- TASK TO CARRY OUT
Your response must consist of one number: how many lines in this material contain the word "license".

- DATA SHOWN
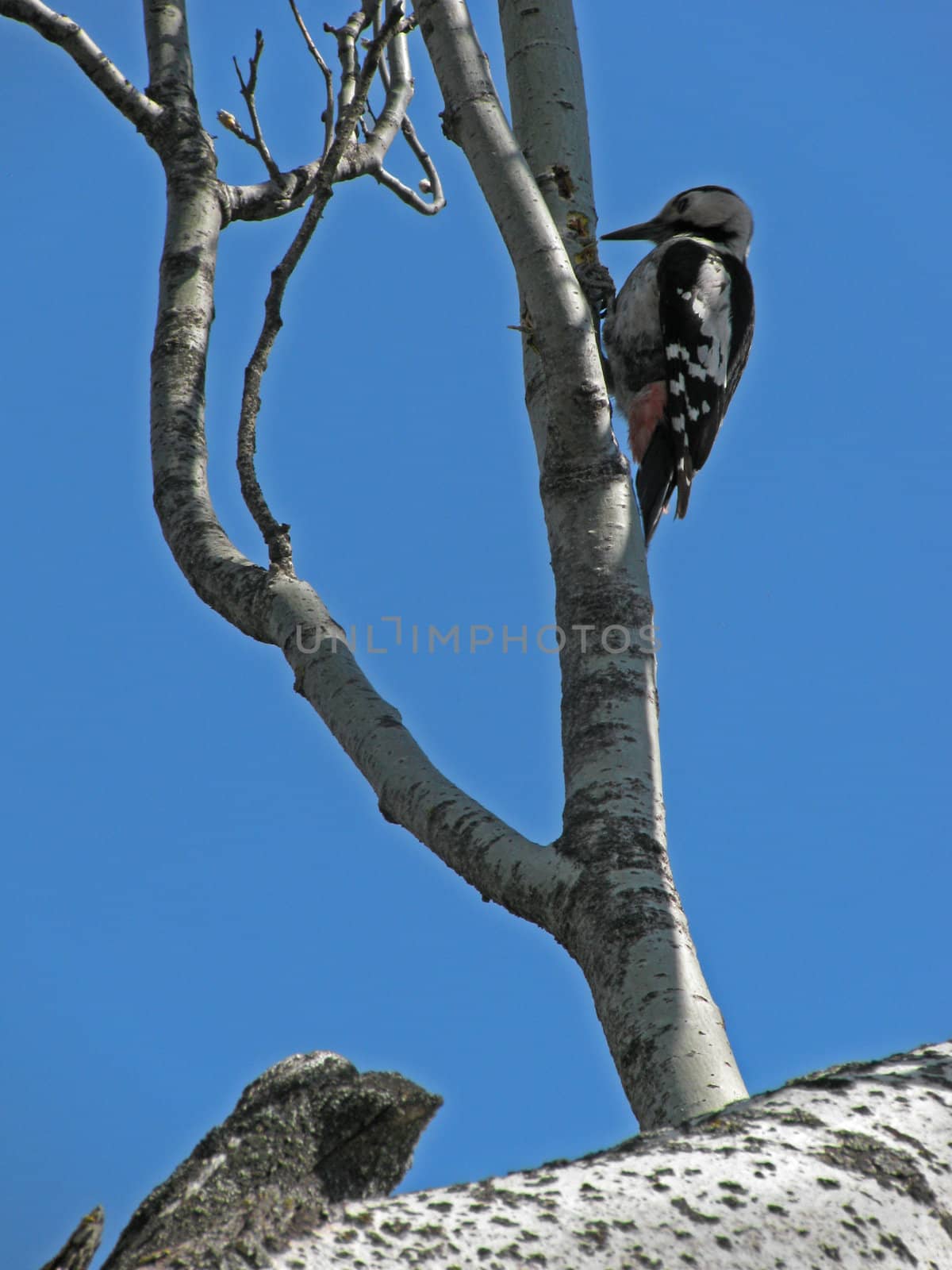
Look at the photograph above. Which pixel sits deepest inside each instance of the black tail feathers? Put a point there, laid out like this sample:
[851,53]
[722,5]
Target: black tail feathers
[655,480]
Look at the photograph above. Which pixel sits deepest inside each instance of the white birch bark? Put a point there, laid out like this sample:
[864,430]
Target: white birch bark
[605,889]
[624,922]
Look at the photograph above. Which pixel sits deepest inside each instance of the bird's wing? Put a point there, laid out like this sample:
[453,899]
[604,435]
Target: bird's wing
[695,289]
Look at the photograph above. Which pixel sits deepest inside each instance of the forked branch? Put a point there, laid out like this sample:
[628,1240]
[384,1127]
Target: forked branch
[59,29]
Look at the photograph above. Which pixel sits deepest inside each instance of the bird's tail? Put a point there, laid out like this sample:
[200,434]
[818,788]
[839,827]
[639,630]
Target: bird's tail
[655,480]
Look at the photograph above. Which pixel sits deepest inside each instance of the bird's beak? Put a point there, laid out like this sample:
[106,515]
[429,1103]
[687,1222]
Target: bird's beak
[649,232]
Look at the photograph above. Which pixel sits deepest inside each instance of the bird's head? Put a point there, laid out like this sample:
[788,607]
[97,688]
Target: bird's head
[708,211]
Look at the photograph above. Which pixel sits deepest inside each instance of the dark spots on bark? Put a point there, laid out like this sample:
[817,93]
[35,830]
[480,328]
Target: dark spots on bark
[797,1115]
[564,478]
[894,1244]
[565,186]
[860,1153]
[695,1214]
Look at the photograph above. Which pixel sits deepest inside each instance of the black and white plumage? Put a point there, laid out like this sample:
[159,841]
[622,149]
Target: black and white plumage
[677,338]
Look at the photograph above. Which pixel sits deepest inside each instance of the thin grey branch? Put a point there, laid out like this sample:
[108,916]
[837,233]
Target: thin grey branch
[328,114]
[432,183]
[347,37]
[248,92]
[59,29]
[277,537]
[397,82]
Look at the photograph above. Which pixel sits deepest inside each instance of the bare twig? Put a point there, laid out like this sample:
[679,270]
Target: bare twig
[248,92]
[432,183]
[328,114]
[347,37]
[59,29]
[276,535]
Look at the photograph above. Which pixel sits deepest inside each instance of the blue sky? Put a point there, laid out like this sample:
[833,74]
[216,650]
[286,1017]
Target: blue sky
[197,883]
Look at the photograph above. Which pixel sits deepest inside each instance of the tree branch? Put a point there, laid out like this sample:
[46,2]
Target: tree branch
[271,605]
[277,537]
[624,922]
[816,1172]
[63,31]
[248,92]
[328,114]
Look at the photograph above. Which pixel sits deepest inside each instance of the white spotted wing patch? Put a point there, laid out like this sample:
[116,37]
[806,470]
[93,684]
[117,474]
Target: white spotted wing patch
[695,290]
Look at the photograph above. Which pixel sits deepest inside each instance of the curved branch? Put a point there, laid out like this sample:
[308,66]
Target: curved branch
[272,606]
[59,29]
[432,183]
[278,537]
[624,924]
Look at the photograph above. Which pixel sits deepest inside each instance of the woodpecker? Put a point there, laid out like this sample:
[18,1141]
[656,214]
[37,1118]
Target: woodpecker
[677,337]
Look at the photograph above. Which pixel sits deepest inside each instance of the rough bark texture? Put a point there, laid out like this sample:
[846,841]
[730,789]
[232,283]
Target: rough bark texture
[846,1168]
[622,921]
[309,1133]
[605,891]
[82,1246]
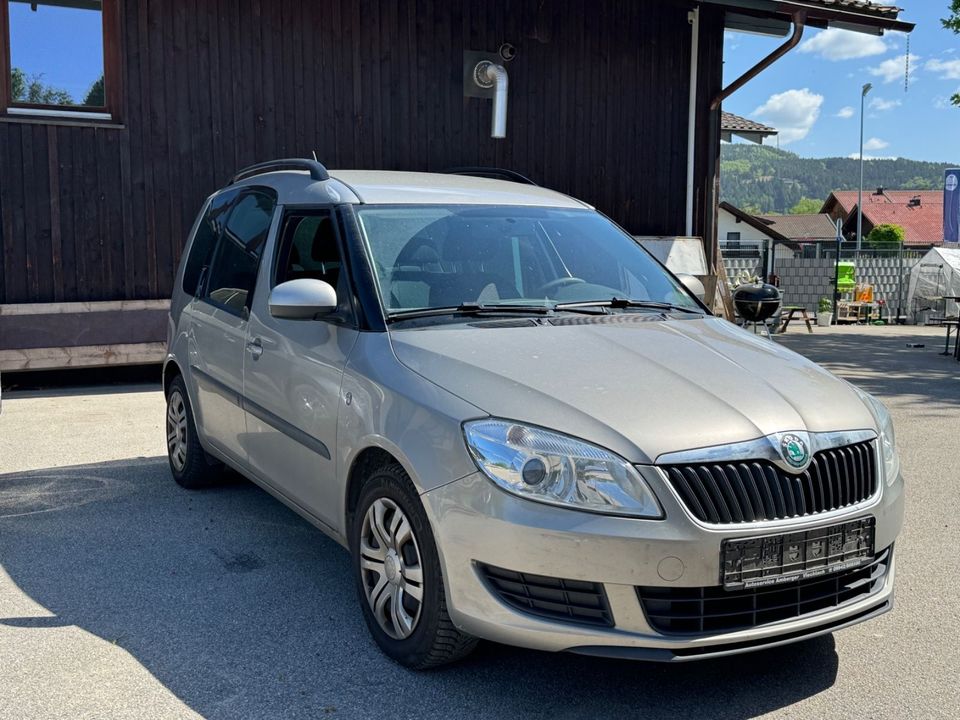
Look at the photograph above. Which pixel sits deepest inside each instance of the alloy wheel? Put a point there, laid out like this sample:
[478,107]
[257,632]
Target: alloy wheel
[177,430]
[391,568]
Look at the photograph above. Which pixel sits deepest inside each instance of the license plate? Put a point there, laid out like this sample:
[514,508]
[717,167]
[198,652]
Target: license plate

- TASK RESULT
2